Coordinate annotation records
__________
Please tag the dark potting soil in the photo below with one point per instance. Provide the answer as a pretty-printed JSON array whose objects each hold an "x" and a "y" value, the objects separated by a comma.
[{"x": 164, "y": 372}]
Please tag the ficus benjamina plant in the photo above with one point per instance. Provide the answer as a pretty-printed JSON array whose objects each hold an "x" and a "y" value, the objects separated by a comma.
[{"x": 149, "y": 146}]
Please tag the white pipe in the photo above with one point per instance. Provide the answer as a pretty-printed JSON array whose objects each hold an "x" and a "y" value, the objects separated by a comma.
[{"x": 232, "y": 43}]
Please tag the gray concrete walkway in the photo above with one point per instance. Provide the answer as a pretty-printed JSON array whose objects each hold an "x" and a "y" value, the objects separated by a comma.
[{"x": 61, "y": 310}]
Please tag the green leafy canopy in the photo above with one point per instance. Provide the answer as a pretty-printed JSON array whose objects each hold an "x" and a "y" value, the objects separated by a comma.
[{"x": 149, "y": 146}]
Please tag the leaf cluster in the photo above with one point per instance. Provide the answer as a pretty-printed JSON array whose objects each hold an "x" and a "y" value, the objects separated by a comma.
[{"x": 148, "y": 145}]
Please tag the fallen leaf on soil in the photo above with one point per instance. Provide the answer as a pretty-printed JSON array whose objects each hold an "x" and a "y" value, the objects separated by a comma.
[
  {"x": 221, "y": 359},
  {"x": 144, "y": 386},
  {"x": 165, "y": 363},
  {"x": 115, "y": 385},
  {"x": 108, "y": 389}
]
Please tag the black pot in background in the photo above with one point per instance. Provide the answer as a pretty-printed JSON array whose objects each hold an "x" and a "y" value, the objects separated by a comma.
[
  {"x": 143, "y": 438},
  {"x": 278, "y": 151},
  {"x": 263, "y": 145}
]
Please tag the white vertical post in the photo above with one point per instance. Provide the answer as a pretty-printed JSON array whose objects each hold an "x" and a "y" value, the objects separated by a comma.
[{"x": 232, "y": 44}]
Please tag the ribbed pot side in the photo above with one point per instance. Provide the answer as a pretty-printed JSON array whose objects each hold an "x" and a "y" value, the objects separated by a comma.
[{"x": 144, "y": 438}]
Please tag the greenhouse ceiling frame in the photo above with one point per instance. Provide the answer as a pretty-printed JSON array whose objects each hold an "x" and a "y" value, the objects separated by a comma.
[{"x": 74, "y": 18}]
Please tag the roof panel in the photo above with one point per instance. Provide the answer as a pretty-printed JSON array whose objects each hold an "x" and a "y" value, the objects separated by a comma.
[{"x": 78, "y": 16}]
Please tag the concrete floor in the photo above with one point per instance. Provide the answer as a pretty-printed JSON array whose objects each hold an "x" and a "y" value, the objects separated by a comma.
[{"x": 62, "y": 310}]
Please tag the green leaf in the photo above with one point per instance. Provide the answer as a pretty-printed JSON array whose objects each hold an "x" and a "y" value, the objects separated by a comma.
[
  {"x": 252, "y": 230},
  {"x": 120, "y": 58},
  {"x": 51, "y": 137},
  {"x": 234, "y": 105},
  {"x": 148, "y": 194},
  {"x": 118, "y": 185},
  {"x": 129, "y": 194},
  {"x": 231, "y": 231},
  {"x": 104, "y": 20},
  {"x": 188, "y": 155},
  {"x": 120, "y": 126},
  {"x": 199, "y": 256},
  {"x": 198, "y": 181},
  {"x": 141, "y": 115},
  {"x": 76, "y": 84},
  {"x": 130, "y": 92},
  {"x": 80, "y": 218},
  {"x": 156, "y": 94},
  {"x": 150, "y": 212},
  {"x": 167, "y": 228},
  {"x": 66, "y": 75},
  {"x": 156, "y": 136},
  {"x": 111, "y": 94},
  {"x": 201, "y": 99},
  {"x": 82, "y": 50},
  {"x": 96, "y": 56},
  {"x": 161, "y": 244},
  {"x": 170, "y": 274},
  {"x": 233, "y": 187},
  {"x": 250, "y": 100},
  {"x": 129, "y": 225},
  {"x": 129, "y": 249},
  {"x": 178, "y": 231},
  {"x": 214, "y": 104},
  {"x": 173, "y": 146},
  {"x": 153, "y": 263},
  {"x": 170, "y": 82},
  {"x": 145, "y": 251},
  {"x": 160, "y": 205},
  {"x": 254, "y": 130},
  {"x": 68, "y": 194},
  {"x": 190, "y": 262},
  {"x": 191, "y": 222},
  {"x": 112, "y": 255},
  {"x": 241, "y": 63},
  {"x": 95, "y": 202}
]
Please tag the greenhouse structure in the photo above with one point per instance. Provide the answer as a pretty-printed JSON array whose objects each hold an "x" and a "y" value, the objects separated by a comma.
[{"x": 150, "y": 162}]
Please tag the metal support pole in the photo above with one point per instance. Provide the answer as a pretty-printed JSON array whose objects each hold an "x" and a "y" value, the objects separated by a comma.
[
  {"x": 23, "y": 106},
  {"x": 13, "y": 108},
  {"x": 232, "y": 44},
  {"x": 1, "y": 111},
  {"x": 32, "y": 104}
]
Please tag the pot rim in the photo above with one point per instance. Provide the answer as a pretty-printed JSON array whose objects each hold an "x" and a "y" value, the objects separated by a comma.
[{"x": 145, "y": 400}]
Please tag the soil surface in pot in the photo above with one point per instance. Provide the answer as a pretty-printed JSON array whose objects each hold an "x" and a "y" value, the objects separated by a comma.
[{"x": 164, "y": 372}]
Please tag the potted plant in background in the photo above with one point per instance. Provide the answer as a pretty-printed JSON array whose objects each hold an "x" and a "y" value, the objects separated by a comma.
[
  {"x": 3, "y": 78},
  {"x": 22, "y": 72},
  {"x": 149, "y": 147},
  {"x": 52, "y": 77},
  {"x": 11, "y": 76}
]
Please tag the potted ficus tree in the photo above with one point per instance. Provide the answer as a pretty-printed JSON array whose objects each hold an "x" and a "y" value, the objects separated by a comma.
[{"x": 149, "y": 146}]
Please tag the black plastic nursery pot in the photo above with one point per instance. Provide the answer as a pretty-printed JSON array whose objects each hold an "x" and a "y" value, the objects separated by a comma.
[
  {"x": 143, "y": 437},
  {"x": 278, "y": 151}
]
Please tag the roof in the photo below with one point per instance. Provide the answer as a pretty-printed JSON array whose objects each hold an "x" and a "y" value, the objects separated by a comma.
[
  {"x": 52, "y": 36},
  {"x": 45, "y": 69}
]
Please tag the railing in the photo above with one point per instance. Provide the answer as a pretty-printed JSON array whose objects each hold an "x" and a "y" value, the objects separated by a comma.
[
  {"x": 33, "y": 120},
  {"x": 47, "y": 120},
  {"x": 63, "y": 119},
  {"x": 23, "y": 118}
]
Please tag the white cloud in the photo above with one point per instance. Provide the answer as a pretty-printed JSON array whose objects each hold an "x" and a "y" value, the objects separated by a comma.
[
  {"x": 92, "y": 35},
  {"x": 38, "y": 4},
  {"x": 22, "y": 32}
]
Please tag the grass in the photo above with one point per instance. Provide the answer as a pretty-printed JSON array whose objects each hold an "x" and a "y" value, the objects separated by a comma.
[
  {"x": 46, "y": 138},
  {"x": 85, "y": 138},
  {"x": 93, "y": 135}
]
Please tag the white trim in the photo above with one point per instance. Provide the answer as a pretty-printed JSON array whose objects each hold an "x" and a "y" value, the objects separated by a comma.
__________
-- Task description --
Write these lines out again, swapping every "pretty-printed" for "indented" and leaving everything else as it is.

-- Written response --
Please tag the dark potting soil in the photo below with one point per instance. Provide the answer as a indented JSON array whose objects each hold an "x" and a "y" value, the objects separated by a comma.
[{"x": 164, "y": 372}]
Please tag the ficus benjamina plant in the photo above with one point per instance. Provide the answer as a indented JSON array whose objects each hold an "x" and a "y" value, the objects separated by a comma.
[{"x": 149, "y": 146}]
Please tag the white pipe in the photo above with one point per instance. Provide the answer as a indented JSON array whose objects each hold an "x" and a "y" value, the objects separated by a comma.
[{"x": 232, "y": 43}]
Please tag the gray concrete walkway in the photo above with one point per instance. Provide the answer as a indented JSON array whose objects each hold an "x" and a "y" value, the objects separated by a comma.
[{"x": 61, "y": 310}]
Please tag the green leafy canopy in the photo above with one point per instance. Provide the answer as a indented JSON array whose objects each hold an "x" and a "y" value, the objects separated by a comma.
[{"x": 149, "y": 146}]
Please tag the leaf cluster in the photo above with one point per instance. Provide the answer as a indented JSON array whose objects each hold an "x" and a "y" value, the objects separated by a comma.
[{"x": 148, "y": 145}]
Please tag the fallen leaf on soil in the photo above with one point per instance. Provide the answer as a indented JSON array whose objects each hold an "x" and a "y" value, the objects separated by a comma.
[
  {"x": 221, "y": 359},
  {"x": 144, "y": 386},
  {"x": 165, "y": 363},
  {"x": 115, "y": 385},
  {"x": 108, "y": 389}
]
Please tag the black pot in background in the photo above with one point per instance. Provide the answer as a indented JSON array whose objects each hold an "x" and a "y" value, the objects separated by a comma.
[
  {"x": 143, "y": 438},
  {"x": 278, "y": 151},
  {"x": 263, "y": 145}
]
Please tag the white vertical post in the photo above with one point per instance. Provide the answer as a indented JSON array whose objects each hold an "x" and a "y" value, the objects separated by a comma.
[{"x": 232, "y": 44}]
Please tag the ribbed pot side in the photo above with one point per instance. Provide the answer as a indented JSON array whose objects each hold an "x" and a "y" value, the objects separated by a comma.
[{"x": 144, "y": 438}]
Please tag the greenhouse ceiling frame in the photo above with one point per instance. Provide the answer as a indented JSON array whose objects each hold an "x" and a "y" value, the objects separated by a comma.
[{"x": 74, "y": 18}]
Please tag the roof panel in the photo above with one point per instance. Provide the answer as a indented JSON array whose objects each hold an "x" and a "y" value, the objects separated by a comma.
[{"x": 78, "y": 16}]
Please tag the concrete floor in the photo above with one point per instance. Provide the answer as a indented JSON array whose objects each hold an "x" and a "y" value, the objects separated by a comma.
[{"x": 62, "y": 310}]
Please tag the green leaf in the photo above with one point per instance. Provide the answer as a indented JSON array whose objects each hold an "x" and a "y" value, the objects separated by a comma.
[
  {"x": 252, "y": 230},
  {"x": 120, "y": 58},
  {"x": 51, "y": 137},
  {"x": 234, "y": 105},
  {"x": 148, "y": 194},
  {"x": 118, "y": 185},
  {"x": 129, "y": 194},
  {"x": 231, "y": 231},
  {"x": 104, "y": 20},
  {"x": 188, "y": 155},
  {"x": 120, "y": 126},
  {"x": 199, "y": 256},
  {"x": 198, "y": 181},
  {"x": 141, "y": 115},
  {"x": 76, "y": 84},
  {"x": 130, "y": 92},
  {"x": 80, "y": 218},
  {"x": 156, "y": 94},
  {"x": 150, "y": 212},
  {"x": 167, "y": 228},
  {"x": 66, "y": 75},
  {"x": 156, "y": 136},
  {"x": 111, "y": 94},
  {"x": 201, "y": 99},
  {"x": 82, "y": 50},
  {"x": 96, "y": 56},
  {"x": 161, "y": 244},
  {"x": 170, "y": 274},
  {"x": 233, "y": 187},
  {"x": 250, "y": 100},
  {"x": 129, "y": 225},
  {"x": 129, "y": 249},
  {"x": 178, "y": 231},
  {"x": 214, "y": 104},
  {"x": 173, "y": 146},
  {"x": 153, "y": 263},
  {"x": 170, "y": 82},
  {"x": 145, "y": 251},
  {"x": 160, "y": 205},
  {"x": 254, "y": 130},
  {"x": 68, "y": 194},
  {"x": 190, "y": 262},
  {"x": 191, "y": 222},
  {"x": 112, "y": 255},
  {"x": 241, "y": 63},
  {"x": 95, "y": 202}
]
Please tag the greenhouse structure in the photo above with one point per instance. Provide the answer as a indented JSON array whose objects each hold an "x" and a "y" value, the objects separated by a comma.
[{"x": 150, "y": 162}]
Please tag the metal support pole in the photo above with one point per instance. Provide the answer as a indented JSON array whose objects each hold an "x" and a "y" value, the objects separated by a comma.
[
  {"x": 23, "y": 106},
  {"x": 13, "y": 108},
  {"x": 232, "y": 44},
  {"x": 1, "y": 111},
  {"x": 32, "y": 104}
]
Please tag the pot rim in the photo above with one point per instance. Provide the answer as a indented JSON array whose objects each hold an "x" and a "y" value, the objects separated by a comma.
[{"x": 145, "y": 400}]
Please tag the soil surface in pot in the photo above with one point per instance. Provide the answer as a indented JSON array whose objects each hold an "x" and a "y" value, the objects separated by a comma.
[{"x": 164, "y": 372}]
Please tag the potted plant in background in the photo above with one point per instance. Provide the answer as a indented JSON array whose objects each hold an "x" and a "y" value, the objects separated by a comma.
[
  {"x": 3, "y": 78},
  {"x": 22, "y": 72},
  {"x": 149, "y": 147},
  {"x": 52, "y": 77},
  {"x": 11, "y": 76}
]
Please tag the potted ficus tree in the photo above with one point per instance. Provide the answer as a indented JSON array whose objects each hold an "x" and a "y" value, the objects separated by a comma.
[{"x": 149, "y": 146}]
Please tag the black plastic nursery pot in the photo above with one point per instance. Provide the answer as a indented JSON array whose objects each hold an "x" and a "y" value, the objects separated by a comma.
[
  {"x": 143, "y": 437},
  {"x": 278, "y": 151}
]
Please tag the roof in the photo below with one point per instance. Provide the answer as a indented JSON array whose objects each hold an "x" and a "y" value, the objects separated by a comma.
[
  {"x": 52, "y": 36},
  {"x": 45, "y": 69}
]
Please tag the railing in the photo above with one point per instance. Provide the answer as a indented JSON array whose objects each hold an "x" and a "y" value, the objects separated by a comma.
[
  {"x": 33, "y": 120},
  {"x": 47, "y": 120},
  {"x": 63, "y": 119},
  {"x": 23, "y": 118}
]
Please tag the white cloud in the photo above with one point per instance. Provide the answer as a indented JSON array whose objects each hold an "x" and a "y" value, the objects separated by a comma.
[
  {"x": 92, "y": 35},
  {"x": 38, "y": 4},
  {"x": 22, "y": 32}
]
Please tag the grass in the photo above with one point per instance. Provide the answer as a indented JSON array whose objects each hold an "x" and a "y" value, the objects separated by a comma.
[
  {"x": 46, "y": 138},
  {"x": 85, "y": 138},
  {"x": 93, "y": 135}
]
Please tag the white trim in the photo above with one point per instance. Provide the answer as a indented JSON array whose objects each hold an "x" and a "y" value, the objects separated by a comma.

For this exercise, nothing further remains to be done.